== SELECTED EXCERPT ==
# rabbit no throttle pass 3000rpm



## fast bunny (Jan 4, 2004)

hi guys, todyay my rabbit 2007 started to act up on me, . when I start the car and start to drive the throttle wont pass 3000rpm in any gear, 1 to 5 . but after 30 minute of driving averything gets back to normal but I still get a check engine. I dont have acces to a vagcom until later this week. can anybody know what could be the cause??
dave


----------



## DUSlider (Nov 15, 2007)

Your Rabbit was in limp mode. Could be the ignition coils. Get it to the dealer...


----------



## mk racer (Jun 28, 2007)

did you happen to suck up some water? that could cause it to do that as well. either way, get it scanned.


----------



## DRedman45 (Aug 7, 2009)

*Re: (DUSlider)*


_Quote, originally posted by *DUSlider* »_Your Rabbit was in limp mode. Could be the ignition coils. Get it to the dealer...

thats the one...ignition coils are recalled anyways so take it to the dealer to get your free coils


----------



## davidl351 (Feb 8, 2009)

*Re: (DRedman45)*

I have a CAI and it does this when it either rains or snows heavily. Just did it two days ago after we had a large snowfall. The CEL went away after a day.


----------



## HIBB 304 (Nov 8, 2008)

*Re: (davidl351)*


_Quote, originally posted by *davidl351* »_I have a CAI and it does this when it either rains or snows heavily. Just did it two days ago after we had a large snowfall. The CEL went away after a day.

Thats not right,get it scaned and post the codes.


----------



## davidl351 (Feb 8, 2009)

*Re: (HIBB 304)*

It's not natural for the car to throw a CEL when hydro-locked?


----------



## HIBB 304 (Nov 8, 2008)

*Re: (davidl351)*


_Quote, originally posted by *davidl351* »_It's not natural for the car to throw a CEL when hydro-locked? 

Really...... It's never good to hydro-lock a motor.


----------



## DUSlider (Nov 15, 2007)

*Re: (davidl351)*


_Quote, originally posted by *davidl351* »_I have a CAI and it does this when it either rains or snows heavily. Just did it two days ago after we had a large snowfall. The CEL went away after a day.

Sorry, but if the CAI is installed correctly and you aren't driving through a lake this shouldn't happen. If you are getting a CEL it is for another reason.


----------



## wowjunkie (Apr 27, 2009)

another possibility is it could be your Knock-censer that went bad. That's what happened to me. Take it to dealer an have them fix it (about $90/per censer if not under warranty)
===
== MATERIAL PROVIDED ==
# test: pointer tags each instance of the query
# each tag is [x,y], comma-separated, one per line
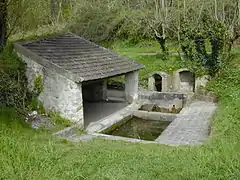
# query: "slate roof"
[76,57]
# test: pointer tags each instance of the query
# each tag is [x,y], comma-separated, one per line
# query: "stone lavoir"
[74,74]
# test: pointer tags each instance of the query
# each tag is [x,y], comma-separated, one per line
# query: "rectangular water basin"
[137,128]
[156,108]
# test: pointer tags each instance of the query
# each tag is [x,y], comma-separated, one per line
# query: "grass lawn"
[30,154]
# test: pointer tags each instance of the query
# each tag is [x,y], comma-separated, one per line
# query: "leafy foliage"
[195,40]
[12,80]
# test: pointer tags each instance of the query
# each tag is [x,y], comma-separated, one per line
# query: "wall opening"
===
== MATERIAL PROVIDED ==
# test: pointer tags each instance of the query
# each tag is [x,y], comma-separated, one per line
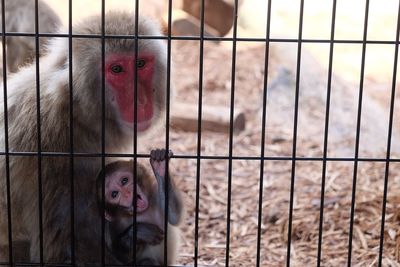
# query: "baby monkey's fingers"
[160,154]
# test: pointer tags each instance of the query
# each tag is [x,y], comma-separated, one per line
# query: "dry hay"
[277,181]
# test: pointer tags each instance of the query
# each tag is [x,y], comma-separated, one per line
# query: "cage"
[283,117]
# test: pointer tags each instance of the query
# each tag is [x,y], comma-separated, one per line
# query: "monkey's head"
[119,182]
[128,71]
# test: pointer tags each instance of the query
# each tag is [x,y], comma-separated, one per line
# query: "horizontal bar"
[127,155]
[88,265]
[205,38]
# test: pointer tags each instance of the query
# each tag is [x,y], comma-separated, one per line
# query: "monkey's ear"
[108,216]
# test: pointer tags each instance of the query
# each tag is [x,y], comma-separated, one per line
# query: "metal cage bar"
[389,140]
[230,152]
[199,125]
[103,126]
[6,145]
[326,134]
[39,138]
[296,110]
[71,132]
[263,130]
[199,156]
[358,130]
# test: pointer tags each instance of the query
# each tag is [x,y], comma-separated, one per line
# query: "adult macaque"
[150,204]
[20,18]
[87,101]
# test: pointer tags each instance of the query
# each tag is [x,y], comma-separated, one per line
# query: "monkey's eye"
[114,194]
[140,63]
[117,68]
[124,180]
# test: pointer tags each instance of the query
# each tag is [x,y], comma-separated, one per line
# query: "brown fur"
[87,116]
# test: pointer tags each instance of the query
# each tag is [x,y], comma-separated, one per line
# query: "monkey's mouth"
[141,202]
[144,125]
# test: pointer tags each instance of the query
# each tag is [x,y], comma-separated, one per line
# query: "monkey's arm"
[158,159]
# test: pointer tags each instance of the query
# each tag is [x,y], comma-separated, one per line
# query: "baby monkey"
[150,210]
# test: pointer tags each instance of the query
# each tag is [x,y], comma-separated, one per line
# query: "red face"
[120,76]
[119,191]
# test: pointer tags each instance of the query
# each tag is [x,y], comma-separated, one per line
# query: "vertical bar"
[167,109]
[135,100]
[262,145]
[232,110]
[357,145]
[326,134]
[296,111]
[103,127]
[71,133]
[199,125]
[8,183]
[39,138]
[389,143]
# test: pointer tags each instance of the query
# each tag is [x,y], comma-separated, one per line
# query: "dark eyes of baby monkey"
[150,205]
===
== MATERIAL PROVIDED ==
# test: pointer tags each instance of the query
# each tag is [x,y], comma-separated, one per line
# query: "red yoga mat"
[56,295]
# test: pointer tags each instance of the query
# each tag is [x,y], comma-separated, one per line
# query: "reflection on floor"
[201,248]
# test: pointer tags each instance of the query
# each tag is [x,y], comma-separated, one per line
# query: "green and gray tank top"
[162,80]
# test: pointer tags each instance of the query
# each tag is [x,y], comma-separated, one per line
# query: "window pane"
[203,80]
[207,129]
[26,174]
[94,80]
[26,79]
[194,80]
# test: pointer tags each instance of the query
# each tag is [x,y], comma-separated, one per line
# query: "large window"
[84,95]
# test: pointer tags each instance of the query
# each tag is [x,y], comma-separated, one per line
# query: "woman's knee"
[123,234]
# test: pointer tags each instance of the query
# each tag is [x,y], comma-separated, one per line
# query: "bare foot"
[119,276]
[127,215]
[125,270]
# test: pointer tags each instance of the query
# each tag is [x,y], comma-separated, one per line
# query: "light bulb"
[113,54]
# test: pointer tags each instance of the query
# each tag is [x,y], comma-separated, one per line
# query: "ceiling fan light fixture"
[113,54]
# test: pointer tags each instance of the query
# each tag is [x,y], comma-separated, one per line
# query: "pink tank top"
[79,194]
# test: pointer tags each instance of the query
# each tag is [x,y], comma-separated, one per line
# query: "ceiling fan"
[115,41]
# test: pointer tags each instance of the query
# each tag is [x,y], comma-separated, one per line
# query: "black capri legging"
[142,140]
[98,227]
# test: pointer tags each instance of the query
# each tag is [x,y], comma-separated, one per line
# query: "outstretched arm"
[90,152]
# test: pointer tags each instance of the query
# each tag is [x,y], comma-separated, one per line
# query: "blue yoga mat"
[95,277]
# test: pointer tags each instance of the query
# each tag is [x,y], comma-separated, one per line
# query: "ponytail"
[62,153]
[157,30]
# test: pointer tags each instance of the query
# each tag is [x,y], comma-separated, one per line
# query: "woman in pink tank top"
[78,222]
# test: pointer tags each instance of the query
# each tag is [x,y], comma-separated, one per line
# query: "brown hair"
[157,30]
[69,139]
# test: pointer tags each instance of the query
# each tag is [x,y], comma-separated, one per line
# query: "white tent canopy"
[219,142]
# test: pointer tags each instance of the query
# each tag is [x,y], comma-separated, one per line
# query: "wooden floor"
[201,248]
===
◆ GOAL
Rewrite the paragraph of the forum thread that begins "hi guys, todyay my rabbit" as a short bulleted list, keeping its main facts. Answer from the forum thread alone.

◆ SOLUTION
- A 2007 Rabbit started acting up that day.
- After starting the car and driving, the throttle won't go past 3000 rpm in any gear, 1 to 5.
- After 30 minutes of driving, everything returns to normal, but the check engine light stays on.
- The poster has no access to a vagcom until later in the week.
- The poster asks what could be causing this.